--- Selected passage Enclosed Below ---

The embodiments of the invention may be executed by a computer processor or similar device programmed in the manner of method steps, or may be executed by an electronic system which is provided with means for executing these steps. Similarly, an electronic memory means such as computer diskettes, CD-ROMs, Random Access Memory (RAM), Read Only Memory (ROM) or similar computer software storage media known in the art, may be programmed to execute such method steps. As well, electronic signals representing these method steps may also be transmitted via a communication network.

Embodiments of the invention may be implemented in any conventional computer programming language. For example, preferred embodiments may be implemented in a procedural programming language (e.g. “C”) or an object-oriented language (e.g. “C++”, “java”, “PHP”, “PYTHON”, “LabVIEW” or “C#”). Alternative embodiments of the invention may be implemented as pre-programmed hardware elements, other related components, or as a combination of hardware and software components.

Embodiments can be implemented as a computer program product for use with a computer system. Such implementations may include a series of computer instructions fixed either on a tangible medium, such as a computer readable medium (e.g., a diskette, CD-ROM, ROM, or fixed disk) or transmittable to a computer system, via a modem or other interface device, such as a communications adapter connected to a network over a medium. The medium may be either a tangible medium (e.g., optical or electrical communications lines) or a medium implemented with wireless techniques (e.g., microwave, infrared or other transmission techniques). The series of computer instructions embodies all or part of the functionality previously described herein. Those skilled in the art should appreciate that such computer instructions can be written in a number of programming languages for use with many computer architectures or operating systems. Furthermore, such instructions may be stored in any memory device, such as semiconductor, magnetic, optical or other memory devices, and may be transmitted using any communications technology, such as optical, infrared, microwave, or other transmission technologies. It is expected that such a computer program product may be distributed as a removable medium with accompanying printed or electronic documentation (e.g., shrink-wrapped software), preloaded with a computer system (e.g., on system ROM or fixed disk), or distributed from a server over a network (e.g., the Internet or World Wide Web). Of course, some embodiments of the invention may be implemented as a combination of both software (e.g., a computer program product) and hardware. Still other embodiments of the invention may be implemented as entirely hardware, or entirely software (e.g., a computer program product).

A person understanding this invention may now conceive of alternative structures and embodiments or variations of the above all of which are intended to fall within the scope of the invention as defined in the claims that follow.

--- End of Enclosed Selected passage ---
--- Data for analysis Enclosed Below ---

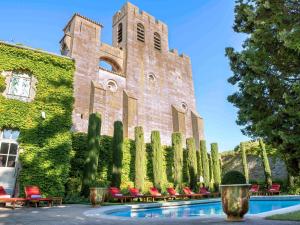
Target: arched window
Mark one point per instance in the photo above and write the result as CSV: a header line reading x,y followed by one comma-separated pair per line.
x,y
120,32
111,85
140,32
157,41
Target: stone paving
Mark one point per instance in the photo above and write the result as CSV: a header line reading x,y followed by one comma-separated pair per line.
x,y
73,215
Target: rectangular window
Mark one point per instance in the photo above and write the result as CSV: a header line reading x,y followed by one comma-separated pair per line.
x,y
19,85
8,147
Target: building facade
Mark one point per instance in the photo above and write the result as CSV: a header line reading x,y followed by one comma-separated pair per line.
x,y
148,84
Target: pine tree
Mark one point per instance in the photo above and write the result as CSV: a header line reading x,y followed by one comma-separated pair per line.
x,y
191,162
244,160
266,164
216,164
157,159
178,158
91,159
205,163
117,154
140,157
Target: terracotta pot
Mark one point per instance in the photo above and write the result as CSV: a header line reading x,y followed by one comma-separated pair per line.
x,y
97,195
235,200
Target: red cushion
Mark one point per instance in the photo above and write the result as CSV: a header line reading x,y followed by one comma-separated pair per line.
x,y
2,191
171,191
114,190
32,190
134,191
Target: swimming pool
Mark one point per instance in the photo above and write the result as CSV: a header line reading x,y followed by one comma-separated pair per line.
x,y
207,209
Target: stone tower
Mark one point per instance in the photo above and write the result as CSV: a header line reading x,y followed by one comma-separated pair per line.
x,y
148,84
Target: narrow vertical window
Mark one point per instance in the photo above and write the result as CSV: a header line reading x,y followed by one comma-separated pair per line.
x,y
140,32
157,41
120,32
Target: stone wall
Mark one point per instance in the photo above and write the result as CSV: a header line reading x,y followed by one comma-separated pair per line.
x,y
256,170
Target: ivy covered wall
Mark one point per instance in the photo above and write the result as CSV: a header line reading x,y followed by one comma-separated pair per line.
x,y
45,144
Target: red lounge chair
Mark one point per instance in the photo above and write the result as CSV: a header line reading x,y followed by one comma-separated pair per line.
x,y
34,195
115,193
274,189
191,194
204,192
6,198
173,194
156,195
134,192
254,189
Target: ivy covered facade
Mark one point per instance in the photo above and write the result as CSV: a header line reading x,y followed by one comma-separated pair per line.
x,y
36,103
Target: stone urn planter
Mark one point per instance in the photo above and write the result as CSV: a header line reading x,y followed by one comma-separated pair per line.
x,y
97,195
235,198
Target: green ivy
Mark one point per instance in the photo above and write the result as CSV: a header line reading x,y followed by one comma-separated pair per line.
x,y
45,143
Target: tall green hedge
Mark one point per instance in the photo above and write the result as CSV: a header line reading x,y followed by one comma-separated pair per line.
x,y
140,157
244,161
157,159
178,158
266,164
91,158
216,164
117,154
205,163
192,162
46,143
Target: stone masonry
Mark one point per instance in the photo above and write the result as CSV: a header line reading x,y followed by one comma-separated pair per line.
x,y
149,85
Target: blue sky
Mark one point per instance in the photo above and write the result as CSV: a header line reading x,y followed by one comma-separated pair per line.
x,y
200,28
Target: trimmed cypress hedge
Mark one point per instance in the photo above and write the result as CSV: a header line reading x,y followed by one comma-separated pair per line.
x,y
244,161
266,164
117,154
192,162
140,155
157,159
216,164
205,163
178,158
91,160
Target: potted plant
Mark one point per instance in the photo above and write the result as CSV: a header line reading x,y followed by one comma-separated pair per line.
x,y
235,195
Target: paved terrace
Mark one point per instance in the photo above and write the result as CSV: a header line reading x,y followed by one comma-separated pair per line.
x,y
73,214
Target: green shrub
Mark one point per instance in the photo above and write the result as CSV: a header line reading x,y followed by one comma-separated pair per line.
x,y
117,154
178,158
244,160
216,164
266,164
192,162
140,157
234,177
205,163
91,161
157,159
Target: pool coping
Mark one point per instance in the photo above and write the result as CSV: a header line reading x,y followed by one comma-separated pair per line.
x,y
104,212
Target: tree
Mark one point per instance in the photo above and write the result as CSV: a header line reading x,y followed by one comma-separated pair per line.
x,y
91,159
178,158
157,159
205,163
216,164
244,161
140,157
267,74
266,164
191,162
117,154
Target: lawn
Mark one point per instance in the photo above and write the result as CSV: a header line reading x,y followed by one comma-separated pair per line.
x,y
294,216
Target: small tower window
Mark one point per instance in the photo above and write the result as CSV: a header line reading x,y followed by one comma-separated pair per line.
x,y
157,41
120,32
140,32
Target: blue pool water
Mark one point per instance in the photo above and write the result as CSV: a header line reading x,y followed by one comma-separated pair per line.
x,y
214,208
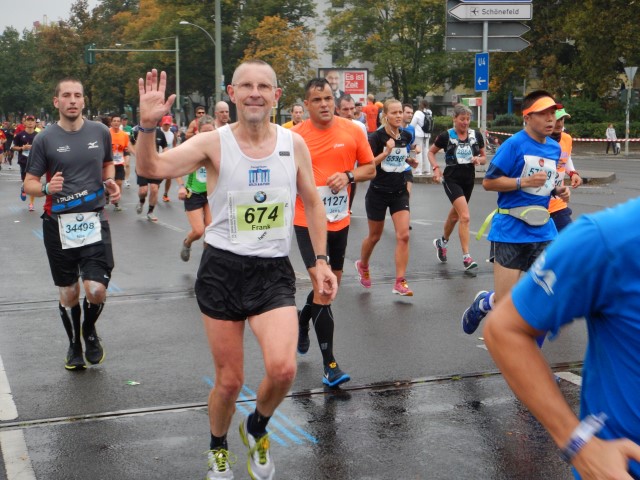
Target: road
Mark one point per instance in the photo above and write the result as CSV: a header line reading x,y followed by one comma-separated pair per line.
x,y
425,400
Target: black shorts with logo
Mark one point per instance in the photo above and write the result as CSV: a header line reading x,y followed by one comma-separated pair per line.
x,y
376,203
195,201
517,256
92,262
336,247
234,287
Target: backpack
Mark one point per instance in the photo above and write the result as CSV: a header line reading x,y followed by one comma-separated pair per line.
x,y
427,124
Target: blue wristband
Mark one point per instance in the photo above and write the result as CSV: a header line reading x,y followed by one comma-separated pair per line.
x,y
584,432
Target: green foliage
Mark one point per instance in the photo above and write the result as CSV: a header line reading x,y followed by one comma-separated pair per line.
x,y
507,120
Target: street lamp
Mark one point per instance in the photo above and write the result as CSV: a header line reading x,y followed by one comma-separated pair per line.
x,y
217,51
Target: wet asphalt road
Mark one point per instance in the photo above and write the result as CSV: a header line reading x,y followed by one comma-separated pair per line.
x,y
425,400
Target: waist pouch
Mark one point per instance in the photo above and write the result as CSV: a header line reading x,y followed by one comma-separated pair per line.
x,y
533,215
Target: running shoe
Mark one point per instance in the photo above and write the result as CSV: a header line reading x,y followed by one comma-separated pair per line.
x,y
402,288
185,252
220,462
441,250
74,359
363,274
333,376
472,316
259,463
470,266
303,337
94,353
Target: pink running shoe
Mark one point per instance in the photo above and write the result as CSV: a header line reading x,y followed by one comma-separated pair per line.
x,y
401,288
363,274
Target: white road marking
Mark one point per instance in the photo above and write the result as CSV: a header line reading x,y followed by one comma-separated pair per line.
x,y
8,410
15,455
570,377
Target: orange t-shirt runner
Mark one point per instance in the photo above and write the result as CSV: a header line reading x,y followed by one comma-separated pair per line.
x,y
335,149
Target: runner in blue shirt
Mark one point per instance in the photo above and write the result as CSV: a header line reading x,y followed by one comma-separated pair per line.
x,y
599,282
523,172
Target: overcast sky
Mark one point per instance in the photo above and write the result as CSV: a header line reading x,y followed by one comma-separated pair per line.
x,y
21,15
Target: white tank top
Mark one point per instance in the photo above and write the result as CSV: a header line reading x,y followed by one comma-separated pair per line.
x,y
252,204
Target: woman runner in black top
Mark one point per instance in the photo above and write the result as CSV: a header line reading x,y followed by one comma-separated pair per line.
x,y
390,145
464,149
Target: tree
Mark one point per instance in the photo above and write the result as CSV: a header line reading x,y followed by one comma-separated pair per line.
x,y
289,50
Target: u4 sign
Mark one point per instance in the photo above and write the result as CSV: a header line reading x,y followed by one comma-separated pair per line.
x,y
482,72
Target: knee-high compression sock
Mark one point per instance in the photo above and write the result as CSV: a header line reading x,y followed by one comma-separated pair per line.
x,y
71,321
91,314
305,312
322,318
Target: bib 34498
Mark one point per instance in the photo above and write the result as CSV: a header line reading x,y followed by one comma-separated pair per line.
x,y
79,229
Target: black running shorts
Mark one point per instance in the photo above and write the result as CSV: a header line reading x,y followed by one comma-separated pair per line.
x,y
517,256
376,203
458,182
234,287
143,182
195,201
119,172
93,262
336,247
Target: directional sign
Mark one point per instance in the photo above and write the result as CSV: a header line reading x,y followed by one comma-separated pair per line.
x,y
496,29
474,44
482,72
480,12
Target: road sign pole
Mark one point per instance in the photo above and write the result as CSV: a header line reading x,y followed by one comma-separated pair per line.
x,y
485,48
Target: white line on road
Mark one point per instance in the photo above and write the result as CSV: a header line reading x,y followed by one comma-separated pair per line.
x,y
15,455
8,410
570,377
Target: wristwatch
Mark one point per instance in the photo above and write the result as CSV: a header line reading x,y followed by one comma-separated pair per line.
x,y
350,176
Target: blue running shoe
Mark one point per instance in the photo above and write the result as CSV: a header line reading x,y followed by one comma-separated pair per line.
x,y
333,376
472,316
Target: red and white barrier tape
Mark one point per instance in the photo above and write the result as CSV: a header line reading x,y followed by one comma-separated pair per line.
x,y
621,140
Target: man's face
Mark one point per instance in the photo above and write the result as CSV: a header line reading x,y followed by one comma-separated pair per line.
x,y
347,109
222,114
254,92
70,100
407,115
320,104
333,78
541,124
296,114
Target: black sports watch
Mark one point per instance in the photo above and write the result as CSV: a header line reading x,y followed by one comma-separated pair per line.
x,y
350,176
323,257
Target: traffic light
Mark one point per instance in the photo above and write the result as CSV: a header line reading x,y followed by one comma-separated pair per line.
x,y
89,54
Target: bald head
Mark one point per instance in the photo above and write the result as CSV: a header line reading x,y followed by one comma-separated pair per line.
x,y
221,113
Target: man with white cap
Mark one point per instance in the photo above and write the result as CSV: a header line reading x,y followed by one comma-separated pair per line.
x,y
523,172
558,208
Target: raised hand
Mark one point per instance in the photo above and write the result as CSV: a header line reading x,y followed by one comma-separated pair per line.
x,y
152,103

--- End of Enclosed Data for analysis ---

Task instructions:
[1] Answer from the passage on implementing the invention:
(a) Which language is offered as an example of a procedural programming language?
(b) Over what network, as an example, might a computer program product be distributed from a server?
(c) Where is the scope of the invention defined?
[2] List every object-oriented language named as an example in the passage on implementing the invention.
[3] From the passage on implementing the invention, extract the text starting at "Embodiments of the invention may be implemented in" and ending at "and software components.".
The records come from a separate source, not from the passage on implementing the invention.

Answers to the exercises:
[1]
(a) "C"
(b) The Internet or World Wide Web
(c) In the claims that follow

[2]
C++
java
PHP
PYTHON
LabVIEW
C#

[3]
Embodiments of the invention may be implemented in any conventional computer programming language. For example, preferred embodiments may be implemented in a procedural programming language (e.g. “C”) or an object-oriented language (e.g. “C++”, “java”, “PHP”, “PYTHON”, “LabVIEW” or “C#”). Alternative embodiments of the invention may be implemented as pre-programmed hardware elements, other related components, or as a combination of hardware and software components.